_Segmentation mask data_

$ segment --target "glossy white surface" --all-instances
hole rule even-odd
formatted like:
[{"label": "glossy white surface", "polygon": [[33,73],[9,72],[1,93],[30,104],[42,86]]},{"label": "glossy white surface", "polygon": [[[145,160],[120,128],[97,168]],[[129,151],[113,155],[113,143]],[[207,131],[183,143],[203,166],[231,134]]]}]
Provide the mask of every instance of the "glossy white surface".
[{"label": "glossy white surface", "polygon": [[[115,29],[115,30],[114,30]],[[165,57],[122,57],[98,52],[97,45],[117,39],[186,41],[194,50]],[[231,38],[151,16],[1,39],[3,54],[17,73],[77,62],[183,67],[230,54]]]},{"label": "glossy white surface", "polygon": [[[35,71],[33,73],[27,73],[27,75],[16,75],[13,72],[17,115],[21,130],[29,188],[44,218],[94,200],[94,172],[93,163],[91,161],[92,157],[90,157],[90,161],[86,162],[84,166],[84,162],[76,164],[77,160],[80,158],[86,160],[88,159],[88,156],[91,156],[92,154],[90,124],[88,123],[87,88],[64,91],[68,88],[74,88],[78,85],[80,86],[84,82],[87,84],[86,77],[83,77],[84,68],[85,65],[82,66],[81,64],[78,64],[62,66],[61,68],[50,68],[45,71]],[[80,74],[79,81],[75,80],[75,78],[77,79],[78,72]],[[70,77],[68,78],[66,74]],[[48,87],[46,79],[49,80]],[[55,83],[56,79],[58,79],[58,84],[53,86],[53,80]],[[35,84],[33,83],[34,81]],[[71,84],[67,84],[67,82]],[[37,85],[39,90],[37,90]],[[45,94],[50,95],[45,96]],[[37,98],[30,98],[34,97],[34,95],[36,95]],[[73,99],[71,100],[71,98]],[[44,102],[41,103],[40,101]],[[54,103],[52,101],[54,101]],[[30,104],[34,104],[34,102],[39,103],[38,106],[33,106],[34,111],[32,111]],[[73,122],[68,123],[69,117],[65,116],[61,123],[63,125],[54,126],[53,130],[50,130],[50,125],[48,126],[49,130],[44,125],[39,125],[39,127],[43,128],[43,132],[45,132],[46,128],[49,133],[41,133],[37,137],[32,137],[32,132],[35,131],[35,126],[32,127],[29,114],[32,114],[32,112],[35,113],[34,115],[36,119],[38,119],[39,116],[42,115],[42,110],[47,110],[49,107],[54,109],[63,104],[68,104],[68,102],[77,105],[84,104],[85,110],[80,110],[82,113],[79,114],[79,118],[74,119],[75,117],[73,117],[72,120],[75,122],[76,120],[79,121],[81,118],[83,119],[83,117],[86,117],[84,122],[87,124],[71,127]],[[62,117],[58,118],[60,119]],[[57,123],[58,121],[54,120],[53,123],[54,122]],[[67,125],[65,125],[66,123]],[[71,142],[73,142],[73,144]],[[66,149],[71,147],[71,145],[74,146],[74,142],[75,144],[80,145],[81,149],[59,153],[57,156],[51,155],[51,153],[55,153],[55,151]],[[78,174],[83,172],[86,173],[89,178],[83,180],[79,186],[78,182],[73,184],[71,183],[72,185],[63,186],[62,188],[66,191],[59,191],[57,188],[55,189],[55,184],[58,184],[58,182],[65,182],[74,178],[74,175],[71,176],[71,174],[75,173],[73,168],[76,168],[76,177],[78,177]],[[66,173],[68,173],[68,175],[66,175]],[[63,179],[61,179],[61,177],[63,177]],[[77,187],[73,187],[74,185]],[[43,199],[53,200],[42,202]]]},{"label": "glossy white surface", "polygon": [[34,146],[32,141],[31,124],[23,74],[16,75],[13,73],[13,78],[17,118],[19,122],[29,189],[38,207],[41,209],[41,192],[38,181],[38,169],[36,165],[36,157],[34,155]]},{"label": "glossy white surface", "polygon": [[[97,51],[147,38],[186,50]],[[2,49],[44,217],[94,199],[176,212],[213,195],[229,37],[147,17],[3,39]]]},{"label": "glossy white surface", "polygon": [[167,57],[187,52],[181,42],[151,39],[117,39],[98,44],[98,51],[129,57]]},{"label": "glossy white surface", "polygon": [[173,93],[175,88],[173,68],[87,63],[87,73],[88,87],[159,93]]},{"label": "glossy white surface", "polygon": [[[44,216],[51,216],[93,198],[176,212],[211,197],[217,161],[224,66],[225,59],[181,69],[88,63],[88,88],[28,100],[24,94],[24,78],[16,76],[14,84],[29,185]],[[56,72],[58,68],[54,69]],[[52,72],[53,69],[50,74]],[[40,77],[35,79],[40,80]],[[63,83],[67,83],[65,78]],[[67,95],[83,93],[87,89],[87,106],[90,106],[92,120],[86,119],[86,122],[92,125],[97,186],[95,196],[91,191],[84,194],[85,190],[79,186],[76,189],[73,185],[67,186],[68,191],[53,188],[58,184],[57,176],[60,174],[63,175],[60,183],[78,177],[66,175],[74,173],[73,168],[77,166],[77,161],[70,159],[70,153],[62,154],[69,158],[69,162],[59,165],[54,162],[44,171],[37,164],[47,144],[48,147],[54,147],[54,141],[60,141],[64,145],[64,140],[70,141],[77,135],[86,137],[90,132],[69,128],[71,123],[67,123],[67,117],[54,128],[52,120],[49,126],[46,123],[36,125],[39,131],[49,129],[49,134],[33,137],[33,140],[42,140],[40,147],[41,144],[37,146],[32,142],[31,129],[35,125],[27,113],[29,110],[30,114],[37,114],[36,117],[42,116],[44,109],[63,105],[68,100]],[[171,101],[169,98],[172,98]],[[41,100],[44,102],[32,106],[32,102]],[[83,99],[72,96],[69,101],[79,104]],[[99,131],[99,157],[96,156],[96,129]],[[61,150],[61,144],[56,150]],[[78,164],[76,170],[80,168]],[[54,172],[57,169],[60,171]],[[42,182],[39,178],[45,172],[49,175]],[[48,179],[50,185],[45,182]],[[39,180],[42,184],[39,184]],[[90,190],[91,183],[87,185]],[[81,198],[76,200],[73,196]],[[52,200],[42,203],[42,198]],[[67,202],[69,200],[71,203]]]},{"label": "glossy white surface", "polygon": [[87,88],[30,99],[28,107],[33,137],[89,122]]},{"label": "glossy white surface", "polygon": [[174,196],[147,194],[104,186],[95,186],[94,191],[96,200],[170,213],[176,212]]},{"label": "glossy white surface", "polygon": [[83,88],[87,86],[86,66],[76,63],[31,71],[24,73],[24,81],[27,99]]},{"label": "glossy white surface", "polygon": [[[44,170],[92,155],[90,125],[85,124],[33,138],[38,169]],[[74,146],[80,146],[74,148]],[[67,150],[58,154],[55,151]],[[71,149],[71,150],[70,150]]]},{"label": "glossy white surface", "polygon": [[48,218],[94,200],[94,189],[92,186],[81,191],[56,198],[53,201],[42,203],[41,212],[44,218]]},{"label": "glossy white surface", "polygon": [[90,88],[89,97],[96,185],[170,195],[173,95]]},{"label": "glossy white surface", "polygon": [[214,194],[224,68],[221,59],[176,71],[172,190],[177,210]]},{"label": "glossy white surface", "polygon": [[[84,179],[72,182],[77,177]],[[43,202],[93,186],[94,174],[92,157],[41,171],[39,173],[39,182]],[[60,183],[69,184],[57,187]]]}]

_Work task_
Retype every line above with nothing changed.

_Your solution_
$ segment --target "glossy white surface" --all-instances
hole rule even-odd
formatted like:
[{"label": "glossy white surface", "polygon": [[33,73],[9,72],[1,93],[30,104],[42,86]]},{"label": "glossy white surface", "polygon": [[[145,160],[120,128],[97,168]],[[129,151],[113,155],[113,143]],[[207,131],[183,143],[203,166],[231,134]]]}]
Provide the mask of every instance of the "glossy white surface".
[{"label": "glossy white surface", "polygon": [[[115,29],[115,30],[114,30]],[[165,57],[122,57],[98,52],[97,45],[117,39],[186,41],[194,50]],[[231,38],[151,16],[1,39],[3,54],[17,73],[77,62],[183,67],[230,54]]]},{"label": "glossy white surface", "polygon": [[[35,71],[33,73],[27,73],[27,75],[16,75],[13,72],[17,115],[21,130],[29,188],[44,218],[94,200],[94,172],[93,163],[91,161],[92,157],[90,157],[90,161],[86,162],[84,166],[84,162],[76,164],[77,160],[80,158],[86,160],[88,159],[88,156],[91,156],[92,154],[90,124],[88,123],[87,88],[64,91],[68,88],[74,88],[78,85],[80,86],[84,82],[87,84],[86,77],[83,77],[84,68],[85,65],[82,66],[81,64],[78,64],[62,66],[61,68],[50,68],[45,71]],[[80,74],[79,81],[75,80],[75,78],[77,79],[78,72]],[[70,77],[68,78],[66,74]],[[48,87],[46,79],[49,80]],[[55,83],[56,79],[58,79],[58,84],[53,86],[53,80]],[[35,84],[33,83],[34,81]],[[71,84],[67,84],[67,82]],[[37,85],[39,90],[37,90]],[[45,94],[50,95],[45,96]],[[37,98],[30,98],[34,97],[34,95],[36,95]],[[73,99],[71,100],[71,98]],[[44,102],[41,103],[40,101]],[[54,103],[52,101],[54,101]],[[30,104],[34,104],[34,102],[39,103],[38,106],[33,106],[34,111],[32,111]],[[73,122],[68,123],[69,117],[65,116],[61,123],[63,125],[54,126],[53,130],[50,130],[50,125],[48,126],[49,130],[44,125],[39,125],[39,127],[43,128],[43,132],[45,132],[46,128],[49,133],[41,133],[37,137],[32,137],[32,132],[35,131],[35,126],[32,127],[29,114],[32,114],[32,112],[35,113],[34,115],[36,119],[38,119],[39,116],[42,115],[42,110],[47,110],[49,107],[54,109],[63,104],[68,104],[68,102],[77,105],[84,104],[85,110],[80,110],[82,113],[79,114],[79,118],[74,119],[75,117],[73,117],[72,120],[75,122],[76,120],[79,121],[81,118],[83,119],[83,117],[86,117],[84,122],[87,124],[71,127]],[[62,117],[58,118],[60,119]],[[57,123],[58,121],[54,120],[53,123],[54,122]],[[67,125],[65,125],[66,123]],[[71,142],[73,142],[73,144]],[[66,149],[71,147],[71,145],[74,146],[74,142],[75,144],[80,145],[81,149],[59,153],[57,156],[51,155],[51,153],[55,153],[55,151]],[[78,174],[83,172],[86,173],[89,178],[83,180],[79,186],[78,182],[73,184],[71,183],[72,185],[63,186],[62,188],[66,191],[59,191],[57,188],[55,189],[55,184],[58,184],[58,182],[65,182],[74,178],[74,175],[71,176],[71,174],[75,173],[73,168],[76,168],[76,177],[78,177]],[[66,173],[68,173],[68,175],[66,175]],[[63,179],[61,179],[61,177],[63,177]],[[77,187],[73,187],[74,185]],[[43,199],[53,200],[42,202]]]},{"label": "glossy white surface", "polygon": [[34,146],[32,141],[31,124],[23,74],[16,75],[13,73],[13,78],[17,118],[19,122],[29,189],[38,207],[41,209],[41,192],[38,181],[38,169],[36,165],[36,157],[34,155]]},{"label": "glossy white surface", "polygon": [[[97,51],[147,38],[186,50]],[[2,49],[44,217],[94,199],[176,212],[213,195],[229,37],[147,17],[3,39]]]},{"label": "glossy white surface", "polygon": [[167,57],[187,52],[181,42],[151,39],[117,39],[98,44],[98,51],[129,57]]},{"label": "glossy white surface", "polygon": [[173,93],[175,88],[173,68],[87,63],[87,73],[88,87],[159,93]]},{"label": "glossy white surface", "polygon": [[[44,216],[51,216],[93,198],[176,212],[211,197],[217,161],[224,66],[225,59],[181,69],[88,63],[88,88],[28,100],[24,94],[24,78],[16,76],[14,84],[29,185]],[[56,72],[58,68],[54,69]],[[52,72],[53,69],[50,74]],[[40,77],[35,79],[40,80]],[[63,83],[67,83],[65,78]],[[67,95],[83,93],[87,89],[87,106],[90,106],[92,120],[86,119],[86,122],[92,125],[97,186],[95,196],[91,191],[84,194],[85,190],[79,186],[76,189],[73,185],[67,186],[68,191],[53,188],[58,184],[57,176],[60,174],[63,175],[60,183],[78,177],[66,175],[74,173],[73,168],[77,166],[77,161],[70,159],[70,153],[62,154],[69,158],[69,162],[59,165],[54,162],[44,171],[37,164],[47,144],[48,147],[54,147],[54,141],[60,141],[64,145],[64,140],[70,141],[77,135],[86,137],[90,132],[69,128],[71,123],[67,123],[67,117],[54,128],[52,120],[49,126],[46,123],[36,125],[39,131],[49,129],[49,134],[33,137],[33,140],[42,140],[40,147],[41,144],[37,146],[32,142],[31,129],[35,125],[27,113],[29,110],[30,114],[37,114],[36,117],[42,116],[44,109],[63,105],[68,100]],[[171,101],[169,98],[172,98]],[[41,100],[44,102],[32,106],[32,102]],[[83,99],[72,96],[69,101],[79,104]],[[99,131],[99,157],[96,156],[96,129]],[[61,150],[61,144],[56,150]],[[78,164],[76,170],[80,168]],[[54,172],[57,169],[60,171]],[[42,182],[39,178],[45,172],[49,175]],[[48,179],[50,185],[45,182]],[[39,180],[42,184],[39,184]],[[90,190],[91,183],[87,185]],[[81,198],[76,200],[73,196]],[[52,200],[42,203],[42,198]],[[67,202],[69,200],[71,203]]]},{"label": "glossy white surface", "polygon": [[87,88],[30,99],[28,107],[33,137],[89,122]]},{"label": "glossy white surface", "polygon": [[174,196],[147,194],[104,186],[95,186],[94,191],[96,200],[170,213],[176,212]]},{"label": "glossy white surface", "polygon": [[83,88],[87,86],[86,66],[76,63],[31,71],[24,73],[24,81],[27,99]]},{"label": "glossy white surface", "polygon": [[[44,170],[92,155],[90,125],[85,124],[33,138],[38,169]],[[74,146],[80,146],[74,148]],[[67,150],[58,154],[55,151]],[[71,149],[71,150],[70,150]]]},{"label": "glossy white surface", "polygon": [[48,218],[94,200],[94,189],[92,186],[81,191],[56,198],[53,201],[42,203],[41,212],[44,218]]},{"label": "glossy white surface", "polygon": [[90,88],[89,97],[96,185],[170,195],[173,95]]},{"label": "glossy white surface", "polygon": [[214,194],[224,68],[221,59],[176,71],[172,190],[177,210]]},{"label": "glossy white surface", "polygon": [[[84,179],[72,182],[77,177]],[[43,202],[93,186],[94,174],[92,157],[41,171],[39,173],[39,182]],[[60,183],[69,184],[57,187]]]}]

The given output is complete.